WORK TO BE COMPLETED.
Starting with the line that holds "target | lattice window", repeat each line through the last one below, exactly. Pictures stay out.

• • •

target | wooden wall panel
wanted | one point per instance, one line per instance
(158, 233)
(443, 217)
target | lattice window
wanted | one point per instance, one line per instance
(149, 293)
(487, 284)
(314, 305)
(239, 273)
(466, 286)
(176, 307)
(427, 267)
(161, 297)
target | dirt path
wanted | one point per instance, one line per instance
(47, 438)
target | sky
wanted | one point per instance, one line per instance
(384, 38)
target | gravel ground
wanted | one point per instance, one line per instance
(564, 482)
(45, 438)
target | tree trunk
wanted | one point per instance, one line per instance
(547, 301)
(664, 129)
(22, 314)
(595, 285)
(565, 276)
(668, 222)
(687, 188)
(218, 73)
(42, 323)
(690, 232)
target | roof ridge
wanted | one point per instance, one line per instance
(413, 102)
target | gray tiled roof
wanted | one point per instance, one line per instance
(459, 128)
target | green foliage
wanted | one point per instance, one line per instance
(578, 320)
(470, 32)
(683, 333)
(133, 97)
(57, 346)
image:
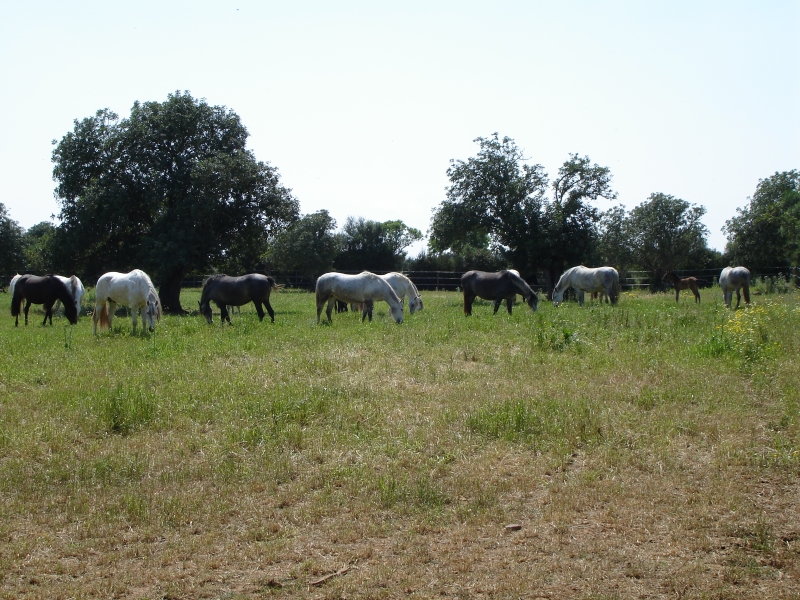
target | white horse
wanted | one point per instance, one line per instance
(732, 279)
(75, 287)
(132, 289)
(364, 288)
(403, 287)
(584, 279)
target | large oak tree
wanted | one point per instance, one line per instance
(766, 232)
(170, 189)
(495, 193)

• • •

OUTPUT OF THE EXERCISE.
target | lattice window
wanted | one point per instance, one line per instance
(149, 293)
(487, 284)
(314, 305)
(239, 273)
(466, 286)
(176, 307)
(427, 267)
(161, 297)
target | dirt path
wanted | one point per instance, one line per instance
(47, 438)
target | sky
wanted | one point per instance, one line per instance
(384, 38)
target | gravel ground
wanted | one point per instance, one line per instance
(564, 482)
(45, 438)
target | tree trunk
wanted | one point per instance, one line per instance
(547, 301)
(664, 129)
(22, 314)
(595, 285)
(565, 276)
(668, 222)
(687, 188)
(218, 73)
(42, 323)
(690, 232)
target | roof ridge
wanted | one point per instance, one line per instance
(413, 102)
target | gray tiled roof
wanted | one point per instance, one line per instance
(459, 128)
target | green foliage
wanted | one point per instance, one line per instance
(578, 320)
(470, 32)
(683, 333)
(133, 97)
(57, 346)
image:
target | white horse
wanted | one point per instance, one line per instance
(732, 279)
(75, 287)
(132, 289)
(364, 288)
(403, 287)
(584, 279)
target | large oak tree
wanted | one point per instance, one line per instance
(766, 232)
(170, 189)
(495, 193)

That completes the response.